The request: Please copy the stretch of the material from the line containing "Segment every instance of the blurred" through the line containing "112 L 18 110", word for word and with nothing else.

(Region segmentation data)
————————
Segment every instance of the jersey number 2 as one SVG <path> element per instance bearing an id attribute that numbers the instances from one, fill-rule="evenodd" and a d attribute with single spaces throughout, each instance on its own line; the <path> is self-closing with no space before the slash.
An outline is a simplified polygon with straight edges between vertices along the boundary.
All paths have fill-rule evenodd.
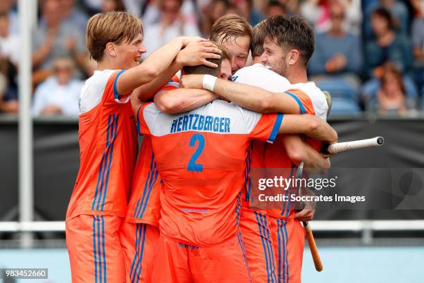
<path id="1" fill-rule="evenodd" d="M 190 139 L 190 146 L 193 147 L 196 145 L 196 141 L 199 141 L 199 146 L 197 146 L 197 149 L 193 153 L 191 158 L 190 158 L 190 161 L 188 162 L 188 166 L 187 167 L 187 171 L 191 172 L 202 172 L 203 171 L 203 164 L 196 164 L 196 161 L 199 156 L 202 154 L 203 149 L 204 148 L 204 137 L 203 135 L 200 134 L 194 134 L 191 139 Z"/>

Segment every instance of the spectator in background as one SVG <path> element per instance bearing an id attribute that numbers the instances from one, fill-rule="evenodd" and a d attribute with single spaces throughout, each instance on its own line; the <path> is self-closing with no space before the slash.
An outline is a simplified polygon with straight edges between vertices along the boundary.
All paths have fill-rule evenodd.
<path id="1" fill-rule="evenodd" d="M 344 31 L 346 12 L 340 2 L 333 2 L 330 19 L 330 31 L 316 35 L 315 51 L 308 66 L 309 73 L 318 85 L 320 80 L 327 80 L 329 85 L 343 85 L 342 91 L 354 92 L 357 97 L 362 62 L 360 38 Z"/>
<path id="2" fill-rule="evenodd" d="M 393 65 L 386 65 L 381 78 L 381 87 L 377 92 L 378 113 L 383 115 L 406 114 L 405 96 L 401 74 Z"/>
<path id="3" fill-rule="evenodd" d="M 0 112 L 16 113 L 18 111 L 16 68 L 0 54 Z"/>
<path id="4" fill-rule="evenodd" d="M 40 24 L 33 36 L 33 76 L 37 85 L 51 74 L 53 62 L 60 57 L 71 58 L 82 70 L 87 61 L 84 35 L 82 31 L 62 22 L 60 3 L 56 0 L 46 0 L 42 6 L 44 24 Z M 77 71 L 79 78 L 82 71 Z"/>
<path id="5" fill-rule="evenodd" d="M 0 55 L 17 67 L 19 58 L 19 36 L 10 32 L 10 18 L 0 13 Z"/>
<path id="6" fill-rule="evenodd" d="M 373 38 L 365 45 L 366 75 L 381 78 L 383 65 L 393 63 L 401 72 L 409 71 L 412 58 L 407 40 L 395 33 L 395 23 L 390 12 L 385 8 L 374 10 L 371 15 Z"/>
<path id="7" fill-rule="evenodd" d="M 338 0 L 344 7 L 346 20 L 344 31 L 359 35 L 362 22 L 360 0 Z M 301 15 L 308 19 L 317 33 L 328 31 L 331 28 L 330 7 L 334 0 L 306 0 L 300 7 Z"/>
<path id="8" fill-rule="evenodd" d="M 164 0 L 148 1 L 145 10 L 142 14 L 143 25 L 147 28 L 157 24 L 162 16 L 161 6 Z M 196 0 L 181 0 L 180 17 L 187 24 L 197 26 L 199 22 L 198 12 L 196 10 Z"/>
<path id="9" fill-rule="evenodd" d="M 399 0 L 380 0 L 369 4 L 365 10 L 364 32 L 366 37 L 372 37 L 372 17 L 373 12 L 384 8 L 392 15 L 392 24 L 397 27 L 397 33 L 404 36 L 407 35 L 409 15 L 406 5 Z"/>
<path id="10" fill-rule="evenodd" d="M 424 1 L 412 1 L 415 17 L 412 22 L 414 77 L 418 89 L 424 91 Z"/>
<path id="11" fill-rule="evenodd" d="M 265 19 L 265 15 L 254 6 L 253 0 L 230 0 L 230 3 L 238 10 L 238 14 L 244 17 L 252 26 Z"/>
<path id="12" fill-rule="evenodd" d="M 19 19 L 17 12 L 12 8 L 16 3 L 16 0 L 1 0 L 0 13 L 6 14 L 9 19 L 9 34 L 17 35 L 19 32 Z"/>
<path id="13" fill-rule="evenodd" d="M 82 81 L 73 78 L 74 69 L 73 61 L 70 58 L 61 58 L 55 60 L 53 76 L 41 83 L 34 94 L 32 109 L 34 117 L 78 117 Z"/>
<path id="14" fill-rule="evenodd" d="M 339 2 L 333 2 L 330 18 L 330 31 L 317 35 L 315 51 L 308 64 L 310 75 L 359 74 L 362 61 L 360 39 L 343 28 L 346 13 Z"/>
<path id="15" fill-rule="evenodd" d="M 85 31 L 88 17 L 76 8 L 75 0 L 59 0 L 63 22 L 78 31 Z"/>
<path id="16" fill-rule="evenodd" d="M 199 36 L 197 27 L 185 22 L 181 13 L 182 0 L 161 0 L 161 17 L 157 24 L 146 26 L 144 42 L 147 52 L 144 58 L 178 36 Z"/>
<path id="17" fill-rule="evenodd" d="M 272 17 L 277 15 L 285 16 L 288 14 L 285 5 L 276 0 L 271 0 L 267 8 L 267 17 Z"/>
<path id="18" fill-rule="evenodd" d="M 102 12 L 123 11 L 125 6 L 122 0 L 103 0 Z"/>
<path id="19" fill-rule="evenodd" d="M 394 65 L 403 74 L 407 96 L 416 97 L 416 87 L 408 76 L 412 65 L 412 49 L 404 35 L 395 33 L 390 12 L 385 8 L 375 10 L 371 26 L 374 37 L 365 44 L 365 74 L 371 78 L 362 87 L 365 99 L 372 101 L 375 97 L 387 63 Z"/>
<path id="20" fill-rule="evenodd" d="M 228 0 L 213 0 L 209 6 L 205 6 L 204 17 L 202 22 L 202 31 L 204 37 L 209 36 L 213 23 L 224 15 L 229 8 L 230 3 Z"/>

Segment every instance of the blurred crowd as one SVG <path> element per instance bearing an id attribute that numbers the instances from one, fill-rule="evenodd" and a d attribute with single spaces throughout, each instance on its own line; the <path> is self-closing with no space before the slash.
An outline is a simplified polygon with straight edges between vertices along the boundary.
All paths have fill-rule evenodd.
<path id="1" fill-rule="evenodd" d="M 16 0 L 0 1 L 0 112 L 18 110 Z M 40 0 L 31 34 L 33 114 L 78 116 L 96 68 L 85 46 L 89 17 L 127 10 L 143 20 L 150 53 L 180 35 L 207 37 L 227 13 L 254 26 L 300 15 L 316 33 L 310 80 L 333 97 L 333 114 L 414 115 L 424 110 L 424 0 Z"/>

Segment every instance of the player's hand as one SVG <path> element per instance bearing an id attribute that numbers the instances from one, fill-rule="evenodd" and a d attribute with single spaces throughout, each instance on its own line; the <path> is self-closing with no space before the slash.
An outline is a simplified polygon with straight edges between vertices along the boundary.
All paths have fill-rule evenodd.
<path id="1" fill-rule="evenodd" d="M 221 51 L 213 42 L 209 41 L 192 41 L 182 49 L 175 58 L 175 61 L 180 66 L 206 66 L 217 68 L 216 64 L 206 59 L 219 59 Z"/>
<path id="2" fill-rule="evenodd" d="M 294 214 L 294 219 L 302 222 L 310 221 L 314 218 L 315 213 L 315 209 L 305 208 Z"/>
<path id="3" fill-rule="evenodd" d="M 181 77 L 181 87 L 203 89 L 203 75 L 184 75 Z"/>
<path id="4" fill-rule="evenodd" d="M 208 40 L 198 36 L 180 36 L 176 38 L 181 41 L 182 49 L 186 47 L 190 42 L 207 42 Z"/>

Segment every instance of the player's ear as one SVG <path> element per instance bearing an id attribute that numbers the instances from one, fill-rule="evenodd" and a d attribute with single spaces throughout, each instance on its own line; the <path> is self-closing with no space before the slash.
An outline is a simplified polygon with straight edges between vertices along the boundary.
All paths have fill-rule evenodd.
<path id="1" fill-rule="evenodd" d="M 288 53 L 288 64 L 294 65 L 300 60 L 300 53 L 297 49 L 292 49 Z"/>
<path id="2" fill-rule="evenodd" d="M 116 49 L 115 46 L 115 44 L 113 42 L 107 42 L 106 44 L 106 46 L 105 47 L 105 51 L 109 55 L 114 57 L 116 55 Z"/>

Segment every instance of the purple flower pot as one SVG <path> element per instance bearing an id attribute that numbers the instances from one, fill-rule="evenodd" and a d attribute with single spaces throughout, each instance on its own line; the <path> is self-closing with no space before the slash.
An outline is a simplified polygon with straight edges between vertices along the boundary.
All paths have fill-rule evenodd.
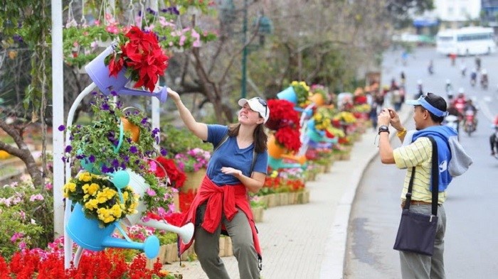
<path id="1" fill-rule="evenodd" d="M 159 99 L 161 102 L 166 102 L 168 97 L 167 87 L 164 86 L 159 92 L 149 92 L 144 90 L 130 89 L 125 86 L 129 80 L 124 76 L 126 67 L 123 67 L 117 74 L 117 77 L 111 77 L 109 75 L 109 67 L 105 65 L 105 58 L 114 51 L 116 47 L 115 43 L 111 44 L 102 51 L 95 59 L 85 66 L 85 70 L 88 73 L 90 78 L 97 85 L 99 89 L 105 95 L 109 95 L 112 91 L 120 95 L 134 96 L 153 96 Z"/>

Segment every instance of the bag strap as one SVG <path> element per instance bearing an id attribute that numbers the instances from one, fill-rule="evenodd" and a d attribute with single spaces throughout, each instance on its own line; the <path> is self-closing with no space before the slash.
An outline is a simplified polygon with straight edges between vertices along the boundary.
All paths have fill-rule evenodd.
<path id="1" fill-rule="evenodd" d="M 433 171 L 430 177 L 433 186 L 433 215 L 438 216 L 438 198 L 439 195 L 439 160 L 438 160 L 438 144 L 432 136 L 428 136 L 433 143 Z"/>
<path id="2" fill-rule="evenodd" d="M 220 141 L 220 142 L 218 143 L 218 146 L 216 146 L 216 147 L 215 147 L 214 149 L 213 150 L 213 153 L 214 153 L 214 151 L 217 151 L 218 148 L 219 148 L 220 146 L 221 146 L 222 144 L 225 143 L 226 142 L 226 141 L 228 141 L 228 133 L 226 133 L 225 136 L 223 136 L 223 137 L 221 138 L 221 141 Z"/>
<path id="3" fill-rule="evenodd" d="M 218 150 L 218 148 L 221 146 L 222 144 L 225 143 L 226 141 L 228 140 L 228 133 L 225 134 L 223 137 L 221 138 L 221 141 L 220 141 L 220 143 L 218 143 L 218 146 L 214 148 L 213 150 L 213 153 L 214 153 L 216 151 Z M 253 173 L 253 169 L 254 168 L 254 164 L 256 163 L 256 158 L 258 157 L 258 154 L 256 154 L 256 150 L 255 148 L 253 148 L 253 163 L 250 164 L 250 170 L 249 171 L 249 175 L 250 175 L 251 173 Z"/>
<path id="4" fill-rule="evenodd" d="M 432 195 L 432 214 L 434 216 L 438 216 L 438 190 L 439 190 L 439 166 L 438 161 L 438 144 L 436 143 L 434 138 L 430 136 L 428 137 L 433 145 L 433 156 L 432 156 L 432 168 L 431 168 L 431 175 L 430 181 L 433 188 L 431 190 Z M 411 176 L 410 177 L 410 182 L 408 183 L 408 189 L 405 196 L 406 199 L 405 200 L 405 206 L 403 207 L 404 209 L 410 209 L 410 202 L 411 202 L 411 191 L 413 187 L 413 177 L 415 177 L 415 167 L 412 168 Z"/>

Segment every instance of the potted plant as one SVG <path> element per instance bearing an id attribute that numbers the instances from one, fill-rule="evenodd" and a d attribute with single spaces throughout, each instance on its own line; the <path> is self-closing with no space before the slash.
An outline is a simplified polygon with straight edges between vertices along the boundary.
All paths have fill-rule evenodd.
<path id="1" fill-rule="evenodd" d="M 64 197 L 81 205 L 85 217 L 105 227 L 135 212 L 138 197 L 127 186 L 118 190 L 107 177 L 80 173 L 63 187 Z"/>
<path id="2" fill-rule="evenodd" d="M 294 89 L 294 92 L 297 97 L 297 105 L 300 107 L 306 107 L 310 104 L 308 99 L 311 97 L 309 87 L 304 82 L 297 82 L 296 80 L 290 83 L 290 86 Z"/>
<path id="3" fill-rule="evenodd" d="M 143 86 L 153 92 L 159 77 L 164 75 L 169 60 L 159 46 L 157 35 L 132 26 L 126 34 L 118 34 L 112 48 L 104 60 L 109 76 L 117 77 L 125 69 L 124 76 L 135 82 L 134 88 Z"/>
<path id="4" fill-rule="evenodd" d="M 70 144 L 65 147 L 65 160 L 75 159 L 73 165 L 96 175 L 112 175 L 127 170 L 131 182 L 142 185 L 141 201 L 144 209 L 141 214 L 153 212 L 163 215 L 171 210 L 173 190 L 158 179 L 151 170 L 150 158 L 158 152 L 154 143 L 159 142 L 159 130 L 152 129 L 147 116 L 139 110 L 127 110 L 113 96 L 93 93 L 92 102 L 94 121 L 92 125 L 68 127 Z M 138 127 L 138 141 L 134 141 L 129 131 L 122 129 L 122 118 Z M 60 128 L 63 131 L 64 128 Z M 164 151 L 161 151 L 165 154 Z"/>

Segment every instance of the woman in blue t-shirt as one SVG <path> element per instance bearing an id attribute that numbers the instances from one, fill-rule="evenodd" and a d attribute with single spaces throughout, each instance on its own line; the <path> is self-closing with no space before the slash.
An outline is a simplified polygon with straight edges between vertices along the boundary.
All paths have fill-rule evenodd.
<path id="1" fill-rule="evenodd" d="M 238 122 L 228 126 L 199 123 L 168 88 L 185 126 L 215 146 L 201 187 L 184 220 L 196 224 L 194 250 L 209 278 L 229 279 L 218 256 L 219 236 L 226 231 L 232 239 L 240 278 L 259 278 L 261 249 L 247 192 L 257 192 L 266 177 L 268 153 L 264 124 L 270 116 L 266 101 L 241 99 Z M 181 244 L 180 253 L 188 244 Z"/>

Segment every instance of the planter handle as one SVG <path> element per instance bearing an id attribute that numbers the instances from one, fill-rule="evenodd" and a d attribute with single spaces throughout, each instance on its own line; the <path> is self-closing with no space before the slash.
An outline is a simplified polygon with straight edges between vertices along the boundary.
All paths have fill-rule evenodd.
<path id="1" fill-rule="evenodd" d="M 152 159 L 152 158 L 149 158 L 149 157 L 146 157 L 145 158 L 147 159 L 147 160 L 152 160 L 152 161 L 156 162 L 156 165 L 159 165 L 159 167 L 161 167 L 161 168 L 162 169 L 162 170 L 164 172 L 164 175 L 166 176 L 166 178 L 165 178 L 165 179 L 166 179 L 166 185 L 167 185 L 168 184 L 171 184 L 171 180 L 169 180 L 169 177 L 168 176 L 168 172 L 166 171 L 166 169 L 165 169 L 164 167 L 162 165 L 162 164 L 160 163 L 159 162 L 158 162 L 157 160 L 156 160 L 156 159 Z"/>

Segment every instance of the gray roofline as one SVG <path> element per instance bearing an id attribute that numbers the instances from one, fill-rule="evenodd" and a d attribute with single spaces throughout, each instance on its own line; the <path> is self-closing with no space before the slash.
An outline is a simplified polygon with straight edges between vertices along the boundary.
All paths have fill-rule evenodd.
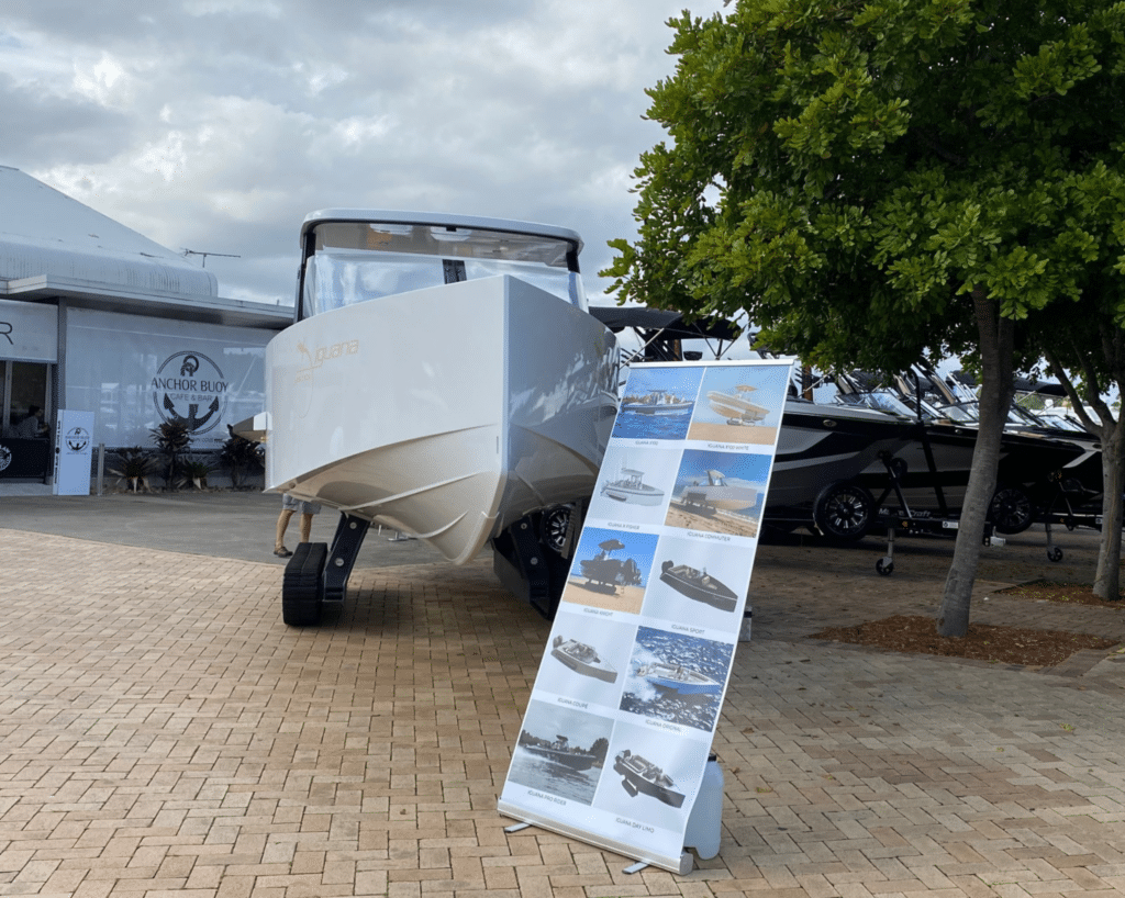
————————
Exercise result:
Segment every instance of the blurred crowd as one SVG <path> element per instance bearing an id attribute that numbers the instances from one, fill-rule="evenodd" and a d attribute with single spaces throughout, each instance on its own line; the <path> is self-closing with no space before the slash.
An outline is a simplified polygon with straight edges between vertices along the boundary.
All paths have fill-rule evenodd.
<path id="1" fill-rule="evenodd" d="M 16 0 L 0 1 L 0 112 L 18 110 Z M 40 0 L 31 34 L 33 114 L 78 116 L 96 68 L 85 46 L 89 17 L 127 10 L 143 20 L 150 53 L 180 35 L 207 37 L 227 13 L 254 26 L 300 15 L 316 33 L 310 80 L 333 97 L 333 114 L 414 115 L 424 110 L 424 0 Z"/>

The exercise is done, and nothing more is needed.